▶ _設問_
本文で研究代表者として記されている人物は誰ですか。

▶ _本文_

__________________________________________________

研究課題/領域番号 |
19K11535
|
研究機関 | 新潟医療福祉大学 |
研究代表者 |
越中 敬一 新潟医療福祉大学, 健康科学部, 准教授 (30468037)
|
研究分担者 |
高橋 英幸 独立行政法人日本スポーツ振興センター国立スポーツ科学センター, スポーツ研究部, 主任研究員 (00292540)
塙 晴雄 新潟医療福祉大学, 健康科学部, 教授 (40282983)

__________________________________________________

▶ _提示資料_
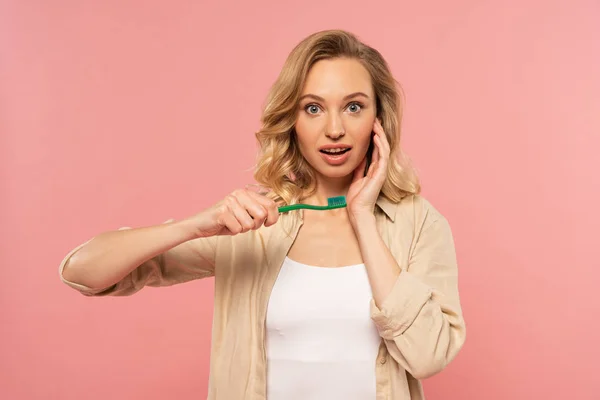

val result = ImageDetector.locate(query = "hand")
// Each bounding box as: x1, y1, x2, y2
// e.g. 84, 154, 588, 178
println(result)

__________________________________________________

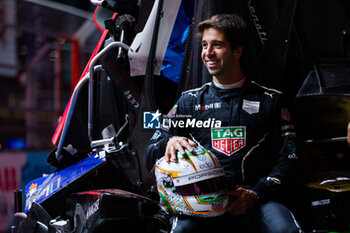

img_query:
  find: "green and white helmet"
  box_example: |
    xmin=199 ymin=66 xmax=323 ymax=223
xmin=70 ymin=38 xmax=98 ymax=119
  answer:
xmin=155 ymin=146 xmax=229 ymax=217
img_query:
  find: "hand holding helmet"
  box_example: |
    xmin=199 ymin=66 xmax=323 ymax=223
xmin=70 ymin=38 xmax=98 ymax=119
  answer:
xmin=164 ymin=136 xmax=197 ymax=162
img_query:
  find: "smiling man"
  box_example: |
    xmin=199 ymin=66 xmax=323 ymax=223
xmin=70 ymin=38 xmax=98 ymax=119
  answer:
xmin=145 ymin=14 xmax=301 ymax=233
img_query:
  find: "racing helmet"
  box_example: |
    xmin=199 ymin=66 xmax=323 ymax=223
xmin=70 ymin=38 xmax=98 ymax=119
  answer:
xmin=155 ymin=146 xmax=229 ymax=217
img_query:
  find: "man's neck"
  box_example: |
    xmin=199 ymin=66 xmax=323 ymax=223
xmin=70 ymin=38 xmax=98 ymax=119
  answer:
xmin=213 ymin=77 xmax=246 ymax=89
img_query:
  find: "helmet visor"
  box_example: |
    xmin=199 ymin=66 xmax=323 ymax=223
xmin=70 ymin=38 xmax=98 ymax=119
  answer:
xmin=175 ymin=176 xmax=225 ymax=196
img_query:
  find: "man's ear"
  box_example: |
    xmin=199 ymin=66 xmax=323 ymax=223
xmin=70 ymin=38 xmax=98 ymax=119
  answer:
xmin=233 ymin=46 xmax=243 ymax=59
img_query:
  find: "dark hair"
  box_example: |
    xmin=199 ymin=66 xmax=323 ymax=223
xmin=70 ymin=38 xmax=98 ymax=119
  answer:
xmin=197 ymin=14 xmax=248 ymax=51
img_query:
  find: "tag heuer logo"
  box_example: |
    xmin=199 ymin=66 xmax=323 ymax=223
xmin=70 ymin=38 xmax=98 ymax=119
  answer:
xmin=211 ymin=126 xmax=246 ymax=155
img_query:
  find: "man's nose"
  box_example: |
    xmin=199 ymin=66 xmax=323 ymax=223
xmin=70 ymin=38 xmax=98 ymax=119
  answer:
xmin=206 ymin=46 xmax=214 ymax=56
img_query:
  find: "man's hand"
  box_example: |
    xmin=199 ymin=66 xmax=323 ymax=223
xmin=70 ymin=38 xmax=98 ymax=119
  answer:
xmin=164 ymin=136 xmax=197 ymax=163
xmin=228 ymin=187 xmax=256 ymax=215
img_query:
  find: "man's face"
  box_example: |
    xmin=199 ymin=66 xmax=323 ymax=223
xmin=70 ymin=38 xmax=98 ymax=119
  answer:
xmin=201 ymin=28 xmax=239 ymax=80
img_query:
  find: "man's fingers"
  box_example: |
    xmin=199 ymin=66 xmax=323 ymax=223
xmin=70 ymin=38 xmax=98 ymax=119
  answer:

__________________________________________________

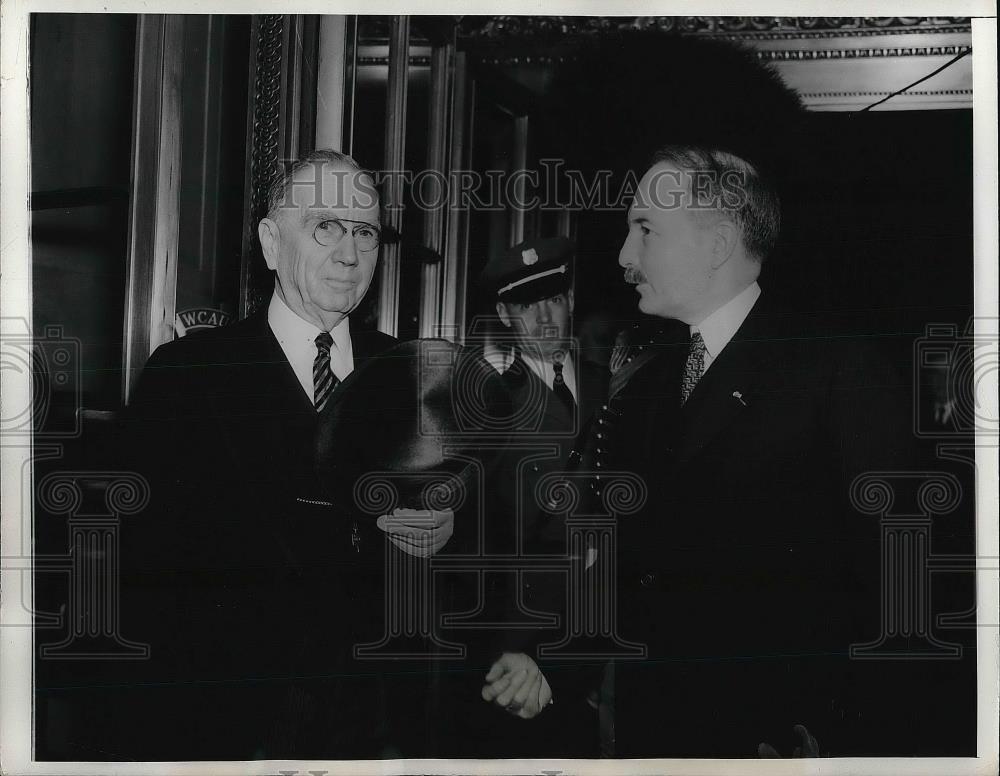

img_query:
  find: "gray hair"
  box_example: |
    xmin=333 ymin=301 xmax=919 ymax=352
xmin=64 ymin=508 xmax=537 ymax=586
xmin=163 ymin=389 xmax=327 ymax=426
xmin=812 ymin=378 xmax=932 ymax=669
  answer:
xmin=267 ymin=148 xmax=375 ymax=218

__________________________________________________

▶ _解答_
越中 敬一です。